### Passage présenté
◇ ◇ ◇ ◇

Le débat autour de la transposition de la directive sur les services, clone de la directive Bolkestein, étant exclu par le Monarque, et le Traité de Lisbonne entrant en vigueur le 1er décembre 2009 avec cette promesse que celui-ci sauvera nos services publics (notamment avec le protocole sur les services d’intérêt général), consacrons ce blog à l’édifiante divulgation des tractations en cours, répondant ainsi à cet élan critique qui nous démange.

Le gouvernement a soigneusement évité d’ouvrir un débat public pourtant essentiel sur une directive « pas comme les autres », destinée à organiser la mise en concurrence de la plupart des services publics, sociaux et/ou d’intérêt général. En juin, le rapport du sénateur UMP, Jean Bizet, au nom de la commission des affaires européennes du Sénat sur l’état de la transposition de la directive services, indiquait qu’une « fois la transposition effectuée, le gouvernement rendra publiques ses orientations sur la manière d’impliquer les textes ». Pas question d’une intervention citoyenne avant.

Cette subtile décision politique, qui pose quelques questions sur le fonctionnement de notre démocratie, est ainsi justifiée : « On peut comprendre que les pouvoirs publics aient attendu que soient passées les élections européennes du 7 juin 2009 avant de communiquer sur la « directive services », par crainte de raviver la polémique apparue, lors du référendum sur le projet de traité constitutionnel en 2005, sur la « directive Bolkestein » et le « plombier polonais » ».

N’attendons pas la date butoir du 28 décembre fixée par la Commission pour la transposition du clone de la directive Bolkestein, pour mettre sur la place publique quelques informations sur la transposition, d’autant plus que cette échéance, selon Jean Bizet, sera respectée par la plupart des pays membres, dont la France. Faisons lui confiance, mais précisons que les Parlements sont, semble-t-il, dasn le flou sur les termes des tractations en cours, si l’on en croit la décoiffante intervention de huit parlementaires européens, représentant les différents partis politiques du Parlement (dont la droite conservatrice et libérale).

Ces (courageux) élus se sont senti obligés de déposer une « question orale » au Conseil européen sur l’état de la transposition de la directive lors de la mini session plénière du Parlement européen (11 et 12 novembre). Les questions posées montrent à quel point l’opacité règne dans l’Union. « Les Etats membres ont-ils achevé l’examen de leur législation ? Dans quelle mesure cette action a-t-elle effectivement contribué à la transposition de la directive services ? », ont notamment demandé ces parlementaires (on attend avec impatience les réponses du Conseil et de la Commission…).

◇ ◇ ◇ ◇

### Matériel fourni

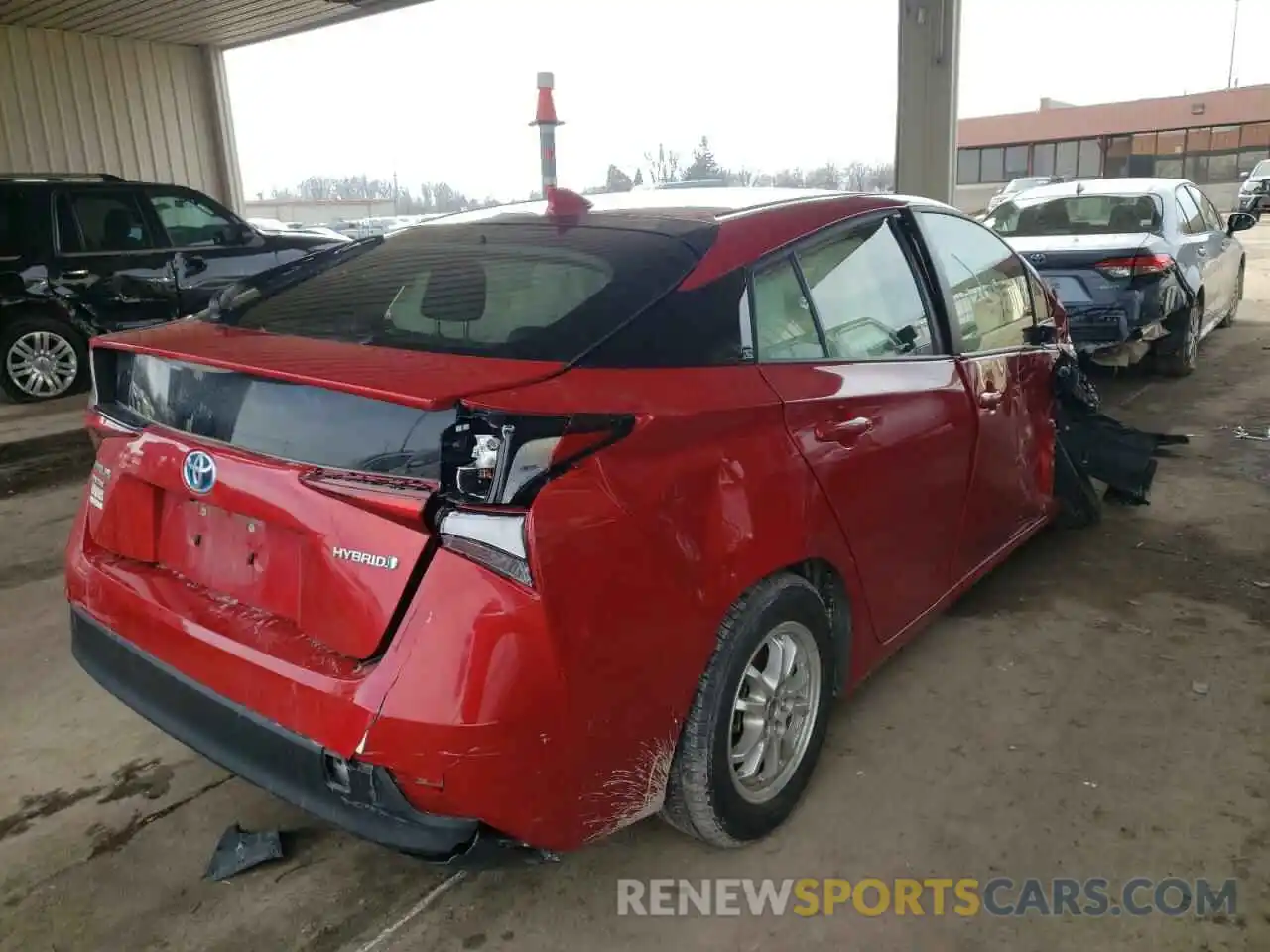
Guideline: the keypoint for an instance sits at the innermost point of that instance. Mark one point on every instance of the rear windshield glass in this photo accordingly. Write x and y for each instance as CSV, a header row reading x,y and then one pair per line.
x,y
1078,214
524,291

◇ ◇ ◇ ◇

### Consignes
a) Résumez en deux phrases le passage sur la directive services.
b) Répondez brièvement à ces questions sur le passage sur la directive services :
(i) À quelle date le Traité de Lisbonne entre-t-il en vigueur ?
(ii) Quelle date butoir la Commission a-t-elle fixée pour la transposition ?
(iii) Lors de quelle session du Parlement européen les huit parlementaires ont-ils déposé leur question orale ?
c) Poursuivez le passage sur la directive services après sa dernière phrase.

### Réponses par consigne
a) Le gouvernement a évité d'ouvrir un débat public sur la directive services, destinée à organiser la mise en concurrence de la plupart des services publics, sociaux et/ou d'intérêt général. Il ne rendra publiques ses orientations qu'une fois la transposition effectuée, et huit parlementaires européens ont déposé une question orale au Conseil européen sur l'état de cette transposition.

b)
(i) Le 1er décembre 2009.
(ii) Le 28 décembre.
(iii) Lors de la mini session plénière des 11 et 12 novembre.

c)
Beaucoup de questions se posent donc, en particulier celle de l’exclusion ou non des services de santé et des services sociaux (SSIG). Le rapporteur Bizet a souligné un point qui, à lui seul devrait susciter une indignation politique : les exemptions de la directive services ne sont que provisoires. « Il n’est pas inenvisageable que certains secteurs aujourd’hui exclus du champ de la directive y soient réintégrés à l’avenir, à la demande des professionnels eux-mêmes ».

Les règles du jeu fixées par la directive sur les services peuvent changer en cours de route : 2010, première année d’application, sera l’occasion de procéder à d’éventuels « ajustements ». Surtout, le 28 décembre 2011, et par la suite tous les trois ans, la Commission présentera un rapport sur l’application de la directive, « accompagné, le cas échéant, de propositions de modifications et de mesures supplémentaires concernant les questions exclues du champ d’application de la directive ».

Illustration de ce qui se passe : le ministère de l’Economie a adressé récemment une note à l’Association des maires de France, laquelle livre un éclairage édifiant sur l’application de la directive services au droit français. Cette note, intitulée : « Directives services et difficultés liées à une définition des services sociaux en droit français », justifie la non possibilité d’exclure certains services sociaux de la directive services. Pourquoi ? Cette directive impose « de passer en revue des législations. Or, ces législations sont applicables indistinctement à tous les opérateurs, indifféremment de leur statut (public, para-public ou privé) ».

« A titre d’exemple dans le secteur de la petite enfance, explique cette note, cela signifie qu’une crèche privée, qui n’est pas considérée par les autorités françaises comme un opérateur social, et une crèche associative financée pour partie par des fonds publics seront soumises à la même législation encadrant l’accès de cette activité ». La note des services de Bercy insiste : « Pour exclure totalement une législation du passage en revue par la directive services, il faudrait démontrer que tous les opérateurs soumis à cette législation sont des opérateurs sociaux au sens de l’article 2.2.j ».

L’article 2.2.j de la directive services fixe deux limites aux services sociaux :
– les « services sociaux relatifs au logement social, à l’aide à l’enfance et à l’aide aux familles et aux personnes se trouvant de manière permanente ou temporaire dans une situation de besoin »
– L’article vise aussi les services « qui sont assurés par l’Etat, par des prestataires mandatés par l’Etat ou par des associations caritatives reconnues comme telles par l’Etat ».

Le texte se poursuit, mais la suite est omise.